== Excerpted records

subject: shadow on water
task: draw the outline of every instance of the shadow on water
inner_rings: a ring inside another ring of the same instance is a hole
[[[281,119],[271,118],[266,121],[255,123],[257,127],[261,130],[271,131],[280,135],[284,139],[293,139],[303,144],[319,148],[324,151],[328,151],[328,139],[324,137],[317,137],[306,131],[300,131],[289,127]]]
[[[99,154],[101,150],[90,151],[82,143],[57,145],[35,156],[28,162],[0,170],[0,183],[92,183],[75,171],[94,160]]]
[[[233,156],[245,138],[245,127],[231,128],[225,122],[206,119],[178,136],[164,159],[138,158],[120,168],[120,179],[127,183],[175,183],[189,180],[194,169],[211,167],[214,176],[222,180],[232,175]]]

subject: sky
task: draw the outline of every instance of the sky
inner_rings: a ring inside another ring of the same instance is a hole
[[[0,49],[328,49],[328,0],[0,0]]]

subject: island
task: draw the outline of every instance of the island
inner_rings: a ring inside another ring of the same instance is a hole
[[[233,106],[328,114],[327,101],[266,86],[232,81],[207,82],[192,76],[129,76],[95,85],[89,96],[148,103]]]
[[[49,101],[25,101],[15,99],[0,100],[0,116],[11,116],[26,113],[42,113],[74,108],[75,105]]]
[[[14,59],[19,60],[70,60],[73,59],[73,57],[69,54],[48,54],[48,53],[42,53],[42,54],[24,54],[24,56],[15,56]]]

====

◆ **Work to do**
Begin at the line that contains "subject: sky" and continue through the final line of the records. Reproduce every one of those lines, the requests included, and add 7 to each coordinate value in the polygon outlines.

◆ **Solution to the exercise**
subject: sky
task: draw the outline of every instance of the sky
inner_rings: a ring inside another ring of the same instance is a hole
[[[7,56],[335,56],[335,7],[7,7]]]

subject: island
task: draw the outline of every instance of the island
inner_rings: a ring inside another ring of the same instance is a hole
[[[240,113],[335,121],[334,108],[273,93],[239,88],[214,89],[199,83],[136,83],[102,92],[96,103],[155,110]]]
[[[56,108],[32,108],[22,106],[7,107],[7,123],[18,123],[33,120],[49,120],[81,115],[82,112]]]
[[[21,66],[26,67],[77,67],[80,66],[80,64],[76,61],[55,61],[55,60],[49,60],[49,61],[31,61],[31,63],[22,63]]]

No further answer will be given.